Written exercise
Write out word for word the part of the passage on shareholder theory starting at "In September 2019" and ending at "a little bit.".
━━━━━ Passage provided ━━━━━
Friedman was not against giving money to a charitable organisation or helping out friends, he just believed that if anyone wanted to give money to charity or anyone that this should be with their own money. A manager sponsoring the local ballet, soccer club or the Red Cross with corporate funds may be something the shareholders do not want to spend money on. Shareholders may want to spend the proceeds of the businesses’ money on other pursuits. Both shareholders and managers themselves are of course free to give money to charity as well, but their own money.  Friedman also argued that if managers spent money on charitable organisations or any other “social” goal, the managers would be acting as a regulator, as they are effectively imposing a tax and deciding where the proceeds of the tax would go to, and this should be determined through a democratic process, not a corporate executive.

Concept Check

In September 2019 there were so-called “climate strikes” across the world to demand regulatory action on climate change. There were a large number of businesses that expressed their support and encouraged their employees to take the afternoon off (paid) to join the strike.

Let’s go back to your coffee shop for a little bit.

While running the business, you will be both impacted by, and impact, a number of entities in society. Your customers impact whether or not you can stay in business, and at the same time, your service and the quality of you coffee have an impact on the wellbeing of the customers. Your suppliers have an impact on the quality and availability of your coffee, whilst you also impact their ability to be in business. Entities that affect the firm, and/or are affected by the firm, are what we call stakeholders. In reality, stakeholders have an impact on the success of a business.

Shareholder theory does not deny this but rather proposes that stakeholders are a means to an end (maximising wealth for the shareholders, also called shareholder primacy). So for example, if wages can be cut to generate a profit, they should be cut. If dumping waste in a river is cheaper than treating it, the waste should be dumped in the river. If paying liability suits for a defective product is cheaper than making the product safe, then it is best to make the defective product and pay for the lawsuit. The following video shows a debate between Friedman and a student at Cornell University in 1978.
━━━━━ Data provided ━━━━━
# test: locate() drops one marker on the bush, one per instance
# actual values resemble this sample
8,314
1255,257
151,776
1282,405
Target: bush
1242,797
━━━━━
Response to this exercise
In September 2019 there were so-called “climate strikes” across the world to demand regulatory action on climate change. There were a large number of businesses that expressed their support and encouraged their employees to take the afternoon off (paid) to join the strike.

Let’s go back to your coffee shop for a little bit.